Problem to work on
Rewrite the items starting at the line containing "Annotate the black-framed" and ending after the line containing "column 91, row 447", substituting "red scarf" for "purple scarf" and leaving everything else unchanged. Give only those lines.

═══ The records

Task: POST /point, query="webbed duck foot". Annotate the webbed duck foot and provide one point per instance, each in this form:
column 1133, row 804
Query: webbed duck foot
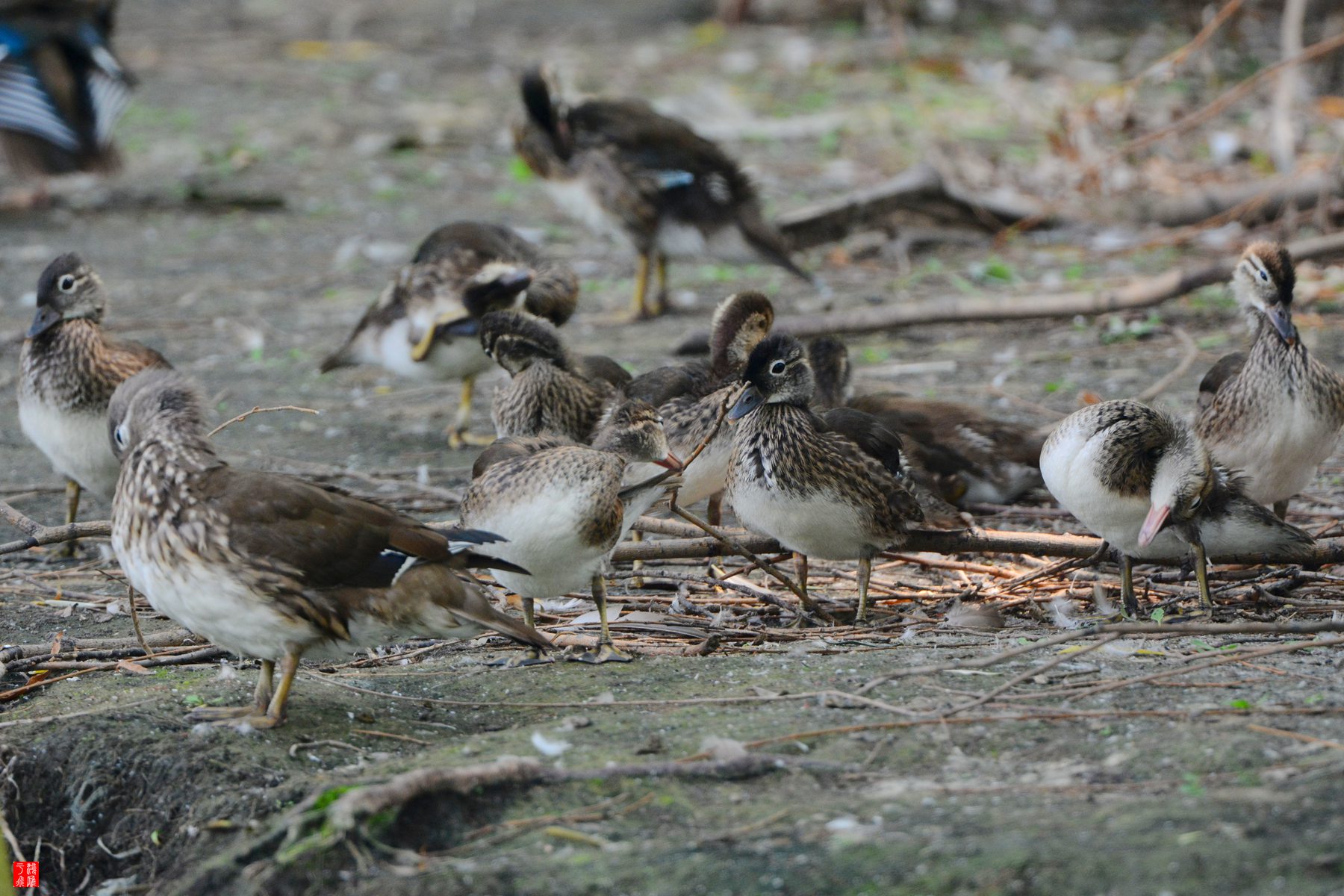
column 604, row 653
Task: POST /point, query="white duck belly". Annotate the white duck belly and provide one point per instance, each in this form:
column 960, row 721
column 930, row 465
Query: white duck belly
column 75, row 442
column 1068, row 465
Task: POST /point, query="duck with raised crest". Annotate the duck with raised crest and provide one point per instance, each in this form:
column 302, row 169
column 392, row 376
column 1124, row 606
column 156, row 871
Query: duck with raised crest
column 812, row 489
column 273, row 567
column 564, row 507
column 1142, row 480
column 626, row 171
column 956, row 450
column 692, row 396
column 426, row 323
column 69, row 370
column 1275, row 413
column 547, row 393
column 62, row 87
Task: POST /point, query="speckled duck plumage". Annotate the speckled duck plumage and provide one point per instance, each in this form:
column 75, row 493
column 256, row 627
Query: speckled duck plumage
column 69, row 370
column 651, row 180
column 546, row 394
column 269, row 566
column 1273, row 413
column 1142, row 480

══════
═══ The records

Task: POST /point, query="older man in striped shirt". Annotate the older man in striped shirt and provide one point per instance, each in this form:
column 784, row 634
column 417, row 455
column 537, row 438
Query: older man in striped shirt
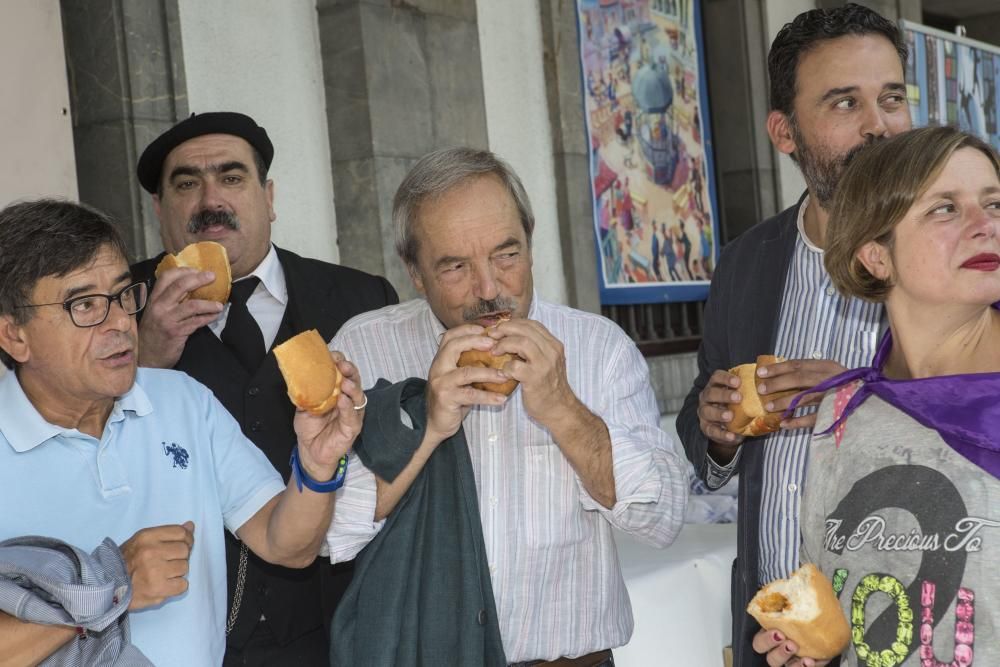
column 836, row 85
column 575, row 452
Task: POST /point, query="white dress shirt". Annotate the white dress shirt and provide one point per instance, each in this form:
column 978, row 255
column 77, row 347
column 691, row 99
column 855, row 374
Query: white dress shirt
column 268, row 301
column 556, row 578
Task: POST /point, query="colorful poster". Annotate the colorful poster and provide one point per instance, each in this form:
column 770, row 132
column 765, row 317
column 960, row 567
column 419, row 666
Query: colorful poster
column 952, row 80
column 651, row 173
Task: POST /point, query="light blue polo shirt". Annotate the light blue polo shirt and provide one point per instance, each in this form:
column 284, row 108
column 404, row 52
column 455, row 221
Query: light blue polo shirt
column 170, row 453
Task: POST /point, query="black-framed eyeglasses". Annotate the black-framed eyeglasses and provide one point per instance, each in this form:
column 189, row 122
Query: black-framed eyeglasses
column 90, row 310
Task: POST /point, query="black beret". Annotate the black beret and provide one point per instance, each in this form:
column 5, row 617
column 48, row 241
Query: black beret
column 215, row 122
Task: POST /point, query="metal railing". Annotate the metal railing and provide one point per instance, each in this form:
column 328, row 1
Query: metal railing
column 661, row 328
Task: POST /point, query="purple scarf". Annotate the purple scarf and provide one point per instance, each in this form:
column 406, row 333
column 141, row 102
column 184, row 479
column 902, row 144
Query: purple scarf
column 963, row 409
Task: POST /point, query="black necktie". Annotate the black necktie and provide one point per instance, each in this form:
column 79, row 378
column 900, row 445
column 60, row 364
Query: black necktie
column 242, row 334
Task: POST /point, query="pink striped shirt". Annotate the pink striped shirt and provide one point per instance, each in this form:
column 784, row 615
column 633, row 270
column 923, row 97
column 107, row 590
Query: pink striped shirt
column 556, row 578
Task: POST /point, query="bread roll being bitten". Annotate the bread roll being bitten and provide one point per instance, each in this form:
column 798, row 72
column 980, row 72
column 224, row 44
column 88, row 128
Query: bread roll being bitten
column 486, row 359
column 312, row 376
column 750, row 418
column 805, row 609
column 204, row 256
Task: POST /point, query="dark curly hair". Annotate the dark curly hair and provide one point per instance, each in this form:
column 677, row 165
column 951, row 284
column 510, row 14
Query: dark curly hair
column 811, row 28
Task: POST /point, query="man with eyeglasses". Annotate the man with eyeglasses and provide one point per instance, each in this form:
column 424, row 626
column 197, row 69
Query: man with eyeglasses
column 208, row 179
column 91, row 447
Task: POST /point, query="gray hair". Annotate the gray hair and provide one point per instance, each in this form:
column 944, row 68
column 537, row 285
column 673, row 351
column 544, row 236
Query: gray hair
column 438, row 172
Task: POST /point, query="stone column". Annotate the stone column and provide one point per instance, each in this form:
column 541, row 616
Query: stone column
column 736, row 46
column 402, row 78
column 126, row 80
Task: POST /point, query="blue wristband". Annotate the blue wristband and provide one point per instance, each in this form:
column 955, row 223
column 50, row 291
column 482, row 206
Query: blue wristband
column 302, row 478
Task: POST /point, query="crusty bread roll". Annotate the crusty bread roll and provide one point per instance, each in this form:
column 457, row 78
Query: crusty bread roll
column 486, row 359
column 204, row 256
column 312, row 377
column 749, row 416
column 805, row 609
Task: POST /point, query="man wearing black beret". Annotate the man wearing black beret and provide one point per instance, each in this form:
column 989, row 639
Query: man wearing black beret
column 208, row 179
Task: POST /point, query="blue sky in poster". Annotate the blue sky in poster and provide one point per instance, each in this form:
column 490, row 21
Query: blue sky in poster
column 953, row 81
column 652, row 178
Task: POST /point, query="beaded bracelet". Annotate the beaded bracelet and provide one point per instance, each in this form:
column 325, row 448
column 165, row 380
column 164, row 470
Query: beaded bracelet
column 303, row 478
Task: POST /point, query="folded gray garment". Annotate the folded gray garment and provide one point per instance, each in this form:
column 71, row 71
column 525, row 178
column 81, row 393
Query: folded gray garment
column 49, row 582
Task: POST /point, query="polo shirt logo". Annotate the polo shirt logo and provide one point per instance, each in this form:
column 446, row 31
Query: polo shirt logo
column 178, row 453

══════

Solution to the problem
Task: POST /point, query="black-framed eyeglasses". Annotate the black-framed eyeglasses and provide one point per instance, each in this form:
column 189, row 122
Query: black-framed eyeglasses
column 90, row 310
Task: POST /point, query="black beret". Annotate the black beret and provide one point per instance, each in this form:
column 5, row 617
column 48, row 241
Query: black beret
column 215, row 122
Task: POST /point, query="metal railing". Annotate the metal railing and provide one point per instance, each in this form:
column 328, row 1
Query: metal railing
column 661, row 328
Task: POST /point, query="red scarf". Annotate the red scarf and provide one point per instance, each in this form:
column 406, row 333
column 141, row 102
column 184, row 479
column 902, row 144
Query: red scarf
column 963, row 409
Task: POST /point, query="black necktie". Annotate the black necktie and provide one point per instance, each in this form:
column 79, row 378
column 900, row 445
column 60, row 364
Query: black necktie
column 242, row 334
Task: POST /point, query="pink striped shirt". Annotate the pink striped shirt and provide one point per instance, each in this form:
column 784, row 615
column 633, row 270
column 923, row 97
column 107, row 590
Query: pink striped shirt
column 556, row 578
Task: POST /point, query="bread roll being bitten". Annotate the bread roll being bitten and provide one point per instance, each in this form:
column 798, row 72
column 980, row 72
column 224, row 44
column 88, row 128
Query: bread roll being bitten
column 486, row 359
column 312, row 376
column 750, row 418
column 805, row 609
column 204, row 256
Task: POST /point, query="dark curly hair". Annotate the dark curly hair and provide one point per instance, each in this form:
column 677, row 165
column 951, row 284
column 510, row 14
Query: dark curly hair
column 811, row 28
Task: POST /point, query="man with eyeglasses". Annotate the man with eyeglasses and provide one point per instance, each in this form:
column 424, row 626
column 197, row 69
Query: man with eyeglasses
column 208, row 179
column 91, row 447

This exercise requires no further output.